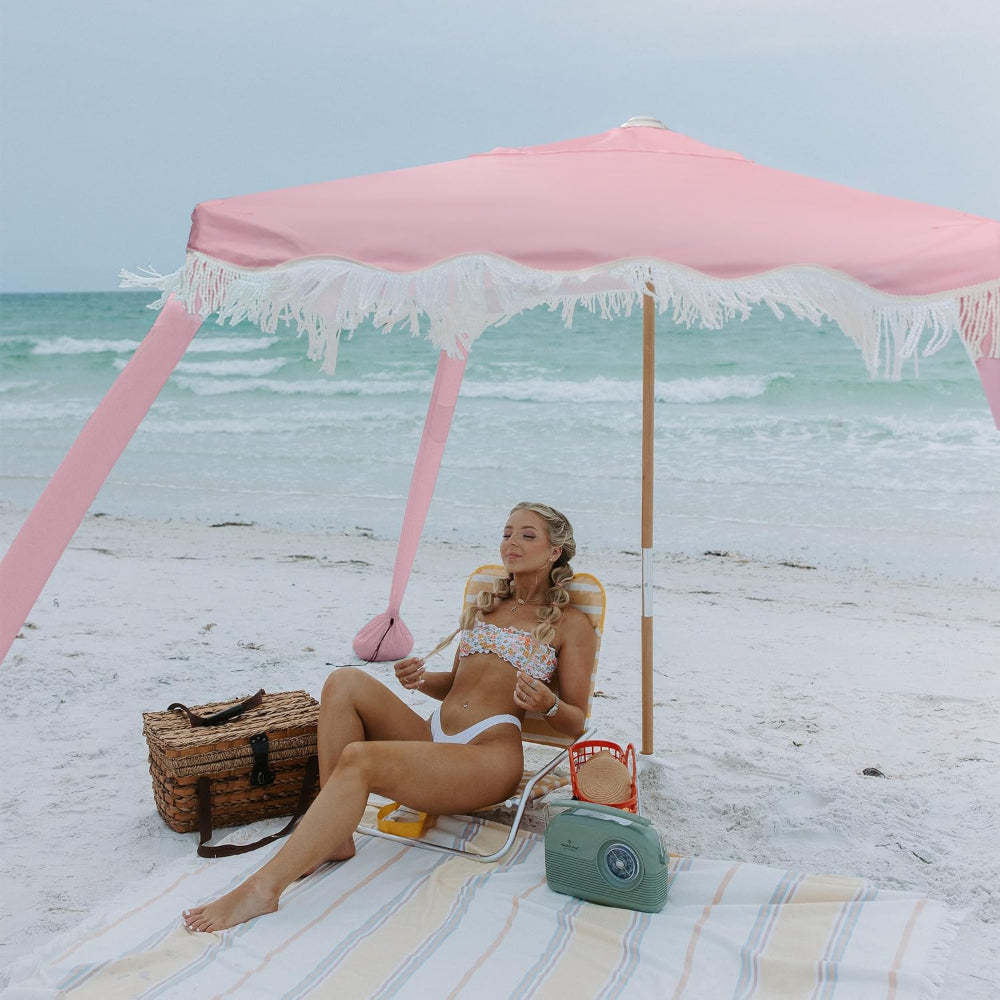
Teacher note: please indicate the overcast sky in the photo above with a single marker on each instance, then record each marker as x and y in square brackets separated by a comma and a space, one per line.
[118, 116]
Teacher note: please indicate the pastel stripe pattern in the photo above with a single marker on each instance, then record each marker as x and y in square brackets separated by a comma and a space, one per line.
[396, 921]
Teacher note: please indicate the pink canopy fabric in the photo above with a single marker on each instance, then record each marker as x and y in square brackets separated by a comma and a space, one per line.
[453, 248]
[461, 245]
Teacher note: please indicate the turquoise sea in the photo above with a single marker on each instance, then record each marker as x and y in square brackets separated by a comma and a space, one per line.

......

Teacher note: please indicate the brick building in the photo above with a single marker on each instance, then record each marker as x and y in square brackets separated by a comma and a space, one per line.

......

Set out the lines as a JSON list of strings, one string per line and omitting any blank lines, starting with the line that contains "Teacher note: please indicate the overcast" and continuing through the line that contains "Teacher note: please indicate the turquoise". Include no other lines.

[
  "Teacher note: please indicate the overcast sky in the photo above with a single marker on each instance, then record each marker as x and y in square brackets separated by a comma and a space, one per line.",
  "[118, 116]",
  "Teacher note: please indicate the pastel stripe pattern in the photo above with a single marker on each instance, then record each marker as x and y in square brackets separated by a comma and a space, one per line.",
  "[396, 921]",
  "Teacher note: please indicate the pink canopy fabric in the photo above with a single marker on each instance, then record each marker as x and y in square brackets separated by a comma and a space, one per line.",
  "[453, 248]",
  "[461, 245]",
  "Teacher note: please indicate the turquoise sea in the photo above with a single marker on each instance, then record each marker as x and y in square brackets separated by a comma and a space, one per line."
]